• _WORKING DATA_
++++++

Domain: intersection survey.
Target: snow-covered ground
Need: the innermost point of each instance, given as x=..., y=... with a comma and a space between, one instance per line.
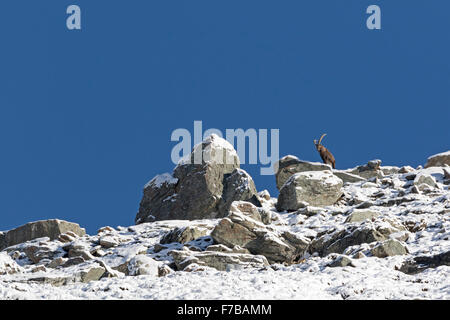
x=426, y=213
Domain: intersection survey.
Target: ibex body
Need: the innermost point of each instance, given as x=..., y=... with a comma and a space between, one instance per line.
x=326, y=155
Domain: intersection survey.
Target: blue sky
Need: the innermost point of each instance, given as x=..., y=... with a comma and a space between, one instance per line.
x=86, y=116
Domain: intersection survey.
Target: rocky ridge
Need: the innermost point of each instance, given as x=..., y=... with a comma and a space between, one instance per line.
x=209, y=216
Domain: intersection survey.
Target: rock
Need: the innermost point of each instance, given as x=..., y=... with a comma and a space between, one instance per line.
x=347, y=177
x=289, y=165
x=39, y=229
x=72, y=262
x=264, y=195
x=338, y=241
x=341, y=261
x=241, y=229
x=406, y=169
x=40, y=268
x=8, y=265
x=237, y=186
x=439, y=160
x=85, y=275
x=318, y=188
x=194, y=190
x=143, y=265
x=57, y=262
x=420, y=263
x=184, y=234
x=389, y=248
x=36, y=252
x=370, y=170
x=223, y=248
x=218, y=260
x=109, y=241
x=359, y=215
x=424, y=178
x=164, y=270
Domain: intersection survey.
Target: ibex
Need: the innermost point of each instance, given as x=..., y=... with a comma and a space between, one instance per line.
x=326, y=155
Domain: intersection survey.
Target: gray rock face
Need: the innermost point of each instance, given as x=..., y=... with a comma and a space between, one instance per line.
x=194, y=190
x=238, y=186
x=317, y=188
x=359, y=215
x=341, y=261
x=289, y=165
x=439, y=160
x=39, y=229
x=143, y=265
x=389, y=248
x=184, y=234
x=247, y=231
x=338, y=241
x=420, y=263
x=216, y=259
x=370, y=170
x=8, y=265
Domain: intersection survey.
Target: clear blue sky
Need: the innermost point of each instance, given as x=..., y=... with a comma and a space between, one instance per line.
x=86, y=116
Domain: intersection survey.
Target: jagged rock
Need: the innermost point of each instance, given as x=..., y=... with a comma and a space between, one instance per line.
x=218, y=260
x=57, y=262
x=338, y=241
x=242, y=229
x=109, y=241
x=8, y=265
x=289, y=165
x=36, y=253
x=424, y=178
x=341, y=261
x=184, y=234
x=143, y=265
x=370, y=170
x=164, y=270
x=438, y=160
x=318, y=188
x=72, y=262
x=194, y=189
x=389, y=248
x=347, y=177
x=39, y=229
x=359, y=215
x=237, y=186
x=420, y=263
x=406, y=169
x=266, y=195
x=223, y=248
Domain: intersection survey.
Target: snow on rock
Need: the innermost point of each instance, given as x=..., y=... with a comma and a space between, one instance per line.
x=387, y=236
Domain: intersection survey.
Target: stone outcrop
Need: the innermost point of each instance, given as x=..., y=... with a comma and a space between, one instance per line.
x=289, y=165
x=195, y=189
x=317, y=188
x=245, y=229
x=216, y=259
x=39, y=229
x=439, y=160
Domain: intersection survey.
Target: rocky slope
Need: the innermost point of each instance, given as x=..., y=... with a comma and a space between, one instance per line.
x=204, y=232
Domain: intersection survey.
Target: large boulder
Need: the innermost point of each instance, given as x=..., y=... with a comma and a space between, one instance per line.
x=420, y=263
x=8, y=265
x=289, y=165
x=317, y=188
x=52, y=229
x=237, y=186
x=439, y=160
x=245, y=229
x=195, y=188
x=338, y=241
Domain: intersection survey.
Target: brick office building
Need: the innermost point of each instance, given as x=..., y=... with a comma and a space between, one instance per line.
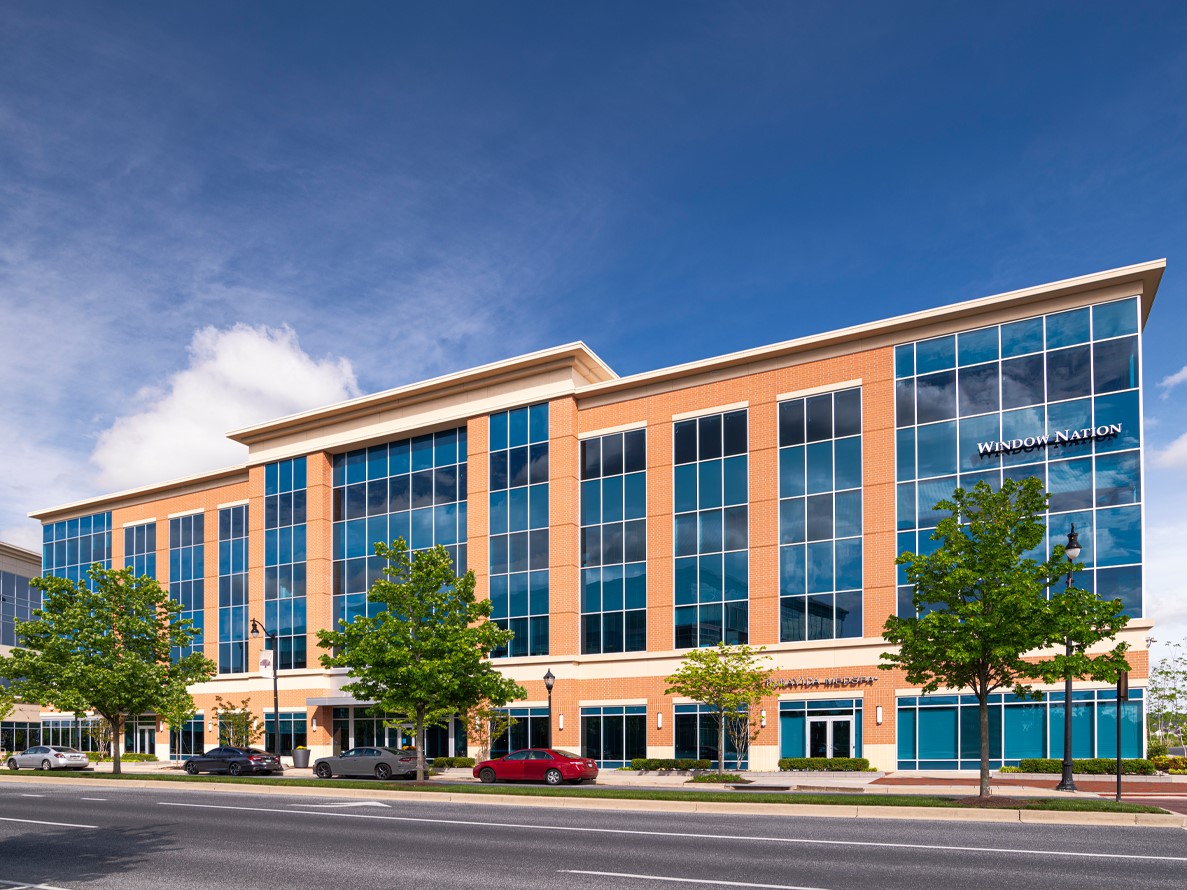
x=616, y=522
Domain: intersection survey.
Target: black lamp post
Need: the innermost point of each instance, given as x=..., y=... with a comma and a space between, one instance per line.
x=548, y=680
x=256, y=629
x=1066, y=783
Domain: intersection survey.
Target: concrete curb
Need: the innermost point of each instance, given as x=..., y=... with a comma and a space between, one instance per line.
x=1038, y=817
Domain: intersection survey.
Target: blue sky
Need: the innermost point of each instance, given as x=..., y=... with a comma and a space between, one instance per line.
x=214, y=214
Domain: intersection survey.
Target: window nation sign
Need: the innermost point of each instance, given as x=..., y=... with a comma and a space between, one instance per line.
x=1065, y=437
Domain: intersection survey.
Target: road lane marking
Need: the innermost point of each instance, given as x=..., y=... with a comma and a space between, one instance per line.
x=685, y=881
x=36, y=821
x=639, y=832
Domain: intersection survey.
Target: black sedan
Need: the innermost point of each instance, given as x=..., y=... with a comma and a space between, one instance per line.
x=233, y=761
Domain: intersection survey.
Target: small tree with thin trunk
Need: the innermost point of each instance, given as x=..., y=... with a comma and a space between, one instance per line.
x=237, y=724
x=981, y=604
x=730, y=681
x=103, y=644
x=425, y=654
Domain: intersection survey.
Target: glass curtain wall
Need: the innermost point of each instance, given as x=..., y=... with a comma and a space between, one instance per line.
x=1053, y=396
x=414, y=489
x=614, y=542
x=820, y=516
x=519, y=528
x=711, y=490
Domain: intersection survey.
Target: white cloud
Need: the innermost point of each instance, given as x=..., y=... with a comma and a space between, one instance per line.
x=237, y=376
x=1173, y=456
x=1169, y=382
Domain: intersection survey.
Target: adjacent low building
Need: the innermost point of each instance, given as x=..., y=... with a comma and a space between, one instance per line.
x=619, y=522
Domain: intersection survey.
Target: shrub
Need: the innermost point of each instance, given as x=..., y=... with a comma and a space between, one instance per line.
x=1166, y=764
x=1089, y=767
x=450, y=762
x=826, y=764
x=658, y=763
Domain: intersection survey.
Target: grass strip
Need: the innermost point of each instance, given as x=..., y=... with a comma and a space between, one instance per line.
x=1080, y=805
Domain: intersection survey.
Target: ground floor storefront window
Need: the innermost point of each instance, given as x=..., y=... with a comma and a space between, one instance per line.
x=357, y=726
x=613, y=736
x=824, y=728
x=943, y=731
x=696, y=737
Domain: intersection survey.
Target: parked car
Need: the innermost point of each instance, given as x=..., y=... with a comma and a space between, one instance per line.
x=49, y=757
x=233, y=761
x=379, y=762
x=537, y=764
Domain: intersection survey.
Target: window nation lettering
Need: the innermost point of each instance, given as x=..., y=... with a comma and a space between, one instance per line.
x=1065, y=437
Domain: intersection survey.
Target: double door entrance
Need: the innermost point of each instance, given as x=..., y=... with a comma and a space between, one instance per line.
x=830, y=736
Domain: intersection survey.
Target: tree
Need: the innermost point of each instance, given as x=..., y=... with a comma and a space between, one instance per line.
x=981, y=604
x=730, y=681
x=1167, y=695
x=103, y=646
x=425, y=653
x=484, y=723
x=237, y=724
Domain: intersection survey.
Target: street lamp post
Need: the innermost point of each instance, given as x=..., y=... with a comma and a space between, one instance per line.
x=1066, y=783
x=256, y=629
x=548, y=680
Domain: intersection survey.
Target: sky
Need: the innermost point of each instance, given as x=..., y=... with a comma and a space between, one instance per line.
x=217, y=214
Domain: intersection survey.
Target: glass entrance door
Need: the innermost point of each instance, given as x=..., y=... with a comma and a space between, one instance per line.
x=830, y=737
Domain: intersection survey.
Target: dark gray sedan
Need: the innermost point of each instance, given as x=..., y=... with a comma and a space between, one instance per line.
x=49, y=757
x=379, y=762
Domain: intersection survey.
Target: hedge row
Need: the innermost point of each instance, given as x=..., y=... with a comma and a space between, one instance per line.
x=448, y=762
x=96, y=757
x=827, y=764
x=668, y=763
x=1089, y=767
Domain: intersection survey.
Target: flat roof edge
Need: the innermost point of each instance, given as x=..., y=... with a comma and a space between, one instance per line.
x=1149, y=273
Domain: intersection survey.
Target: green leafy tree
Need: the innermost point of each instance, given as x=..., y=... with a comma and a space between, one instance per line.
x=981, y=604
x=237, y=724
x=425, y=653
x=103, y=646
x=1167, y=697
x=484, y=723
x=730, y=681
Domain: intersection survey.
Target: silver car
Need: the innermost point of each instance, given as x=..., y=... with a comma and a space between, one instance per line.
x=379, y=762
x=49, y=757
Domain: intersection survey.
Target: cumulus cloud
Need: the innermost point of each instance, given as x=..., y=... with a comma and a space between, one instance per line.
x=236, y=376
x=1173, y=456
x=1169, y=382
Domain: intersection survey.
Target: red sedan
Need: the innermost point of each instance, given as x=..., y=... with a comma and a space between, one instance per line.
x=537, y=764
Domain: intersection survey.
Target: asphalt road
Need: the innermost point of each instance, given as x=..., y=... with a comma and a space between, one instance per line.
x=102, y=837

++++++

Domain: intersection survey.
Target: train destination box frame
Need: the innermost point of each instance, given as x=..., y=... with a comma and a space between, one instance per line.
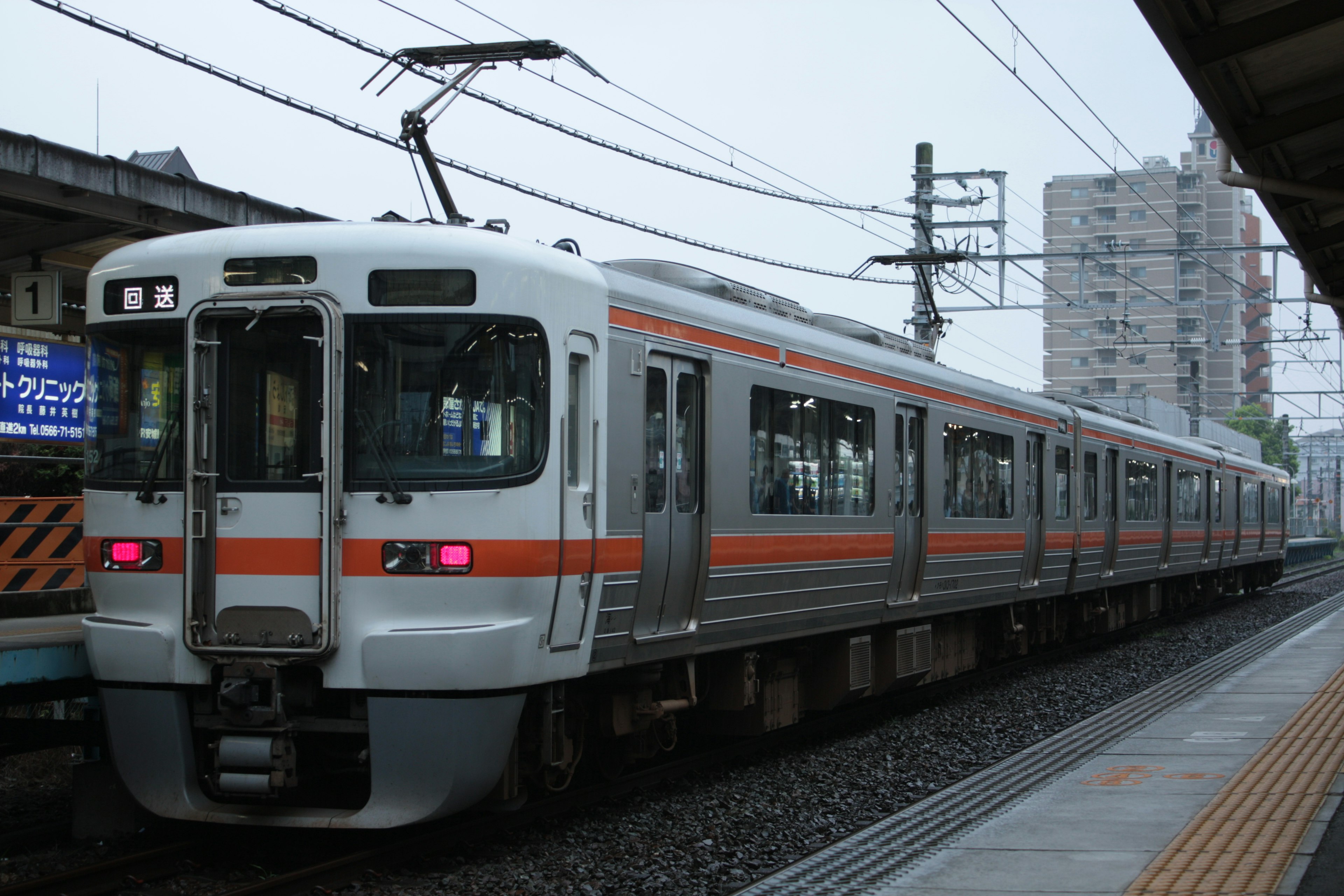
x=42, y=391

++++++

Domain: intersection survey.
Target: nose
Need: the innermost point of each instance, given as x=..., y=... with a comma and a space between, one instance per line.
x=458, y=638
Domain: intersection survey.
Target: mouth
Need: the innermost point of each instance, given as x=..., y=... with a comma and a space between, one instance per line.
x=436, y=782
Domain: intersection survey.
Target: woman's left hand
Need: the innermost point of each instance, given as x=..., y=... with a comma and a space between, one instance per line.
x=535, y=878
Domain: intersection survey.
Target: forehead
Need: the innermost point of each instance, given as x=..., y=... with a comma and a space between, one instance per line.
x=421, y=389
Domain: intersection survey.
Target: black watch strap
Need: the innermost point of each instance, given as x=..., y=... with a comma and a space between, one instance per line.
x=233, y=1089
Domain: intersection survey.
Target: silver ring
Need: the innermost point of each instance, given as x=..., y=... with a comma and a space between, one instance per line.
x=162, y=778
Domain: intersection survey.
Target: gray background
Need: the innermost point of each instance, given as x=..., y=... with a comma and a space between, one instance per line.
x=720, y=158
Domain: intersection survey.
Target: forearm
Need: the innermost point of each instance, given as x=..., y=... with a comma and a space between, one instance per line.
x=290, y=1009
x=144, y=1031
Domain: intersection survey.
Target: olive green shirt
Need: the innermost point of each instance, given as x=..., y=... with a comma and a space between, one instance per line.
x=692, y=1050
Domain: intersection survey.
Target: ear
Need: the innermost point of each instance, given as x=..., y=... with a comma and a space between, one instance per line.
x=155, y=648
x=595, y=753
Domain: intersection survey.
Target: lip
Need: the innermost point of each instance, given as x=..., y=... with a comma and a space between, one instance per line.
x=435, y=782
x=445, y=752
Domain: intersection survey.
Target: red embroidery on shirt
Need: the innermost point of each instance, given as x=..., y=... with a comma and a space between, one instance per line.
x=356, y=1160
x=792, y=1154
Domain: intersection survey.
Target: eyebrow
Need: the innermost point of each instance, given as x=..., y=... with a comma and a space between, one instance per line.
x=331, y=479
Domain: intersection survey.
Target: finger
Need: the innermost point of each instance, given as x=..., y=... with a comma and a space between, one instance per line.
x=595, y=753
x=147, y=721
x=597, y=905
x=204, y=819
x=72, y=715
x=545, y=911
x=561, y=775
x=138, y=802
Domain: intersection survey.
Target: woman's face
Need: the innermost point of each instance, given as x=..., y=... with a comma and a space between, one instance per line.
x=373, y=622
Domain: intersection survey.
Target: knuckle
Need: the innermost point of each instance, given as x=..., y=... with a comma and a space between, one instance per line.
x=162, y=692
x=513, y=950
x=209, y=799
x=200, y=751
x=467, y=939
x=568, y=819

++++++

• _TO BE DONE_
Identify every line in the records above that contains the string "green", and copy each of those lines in full. Matching is case-sensitive.

• _COMPLETE RESPONSE_
Target: green leafy tree
Target: olive green shirt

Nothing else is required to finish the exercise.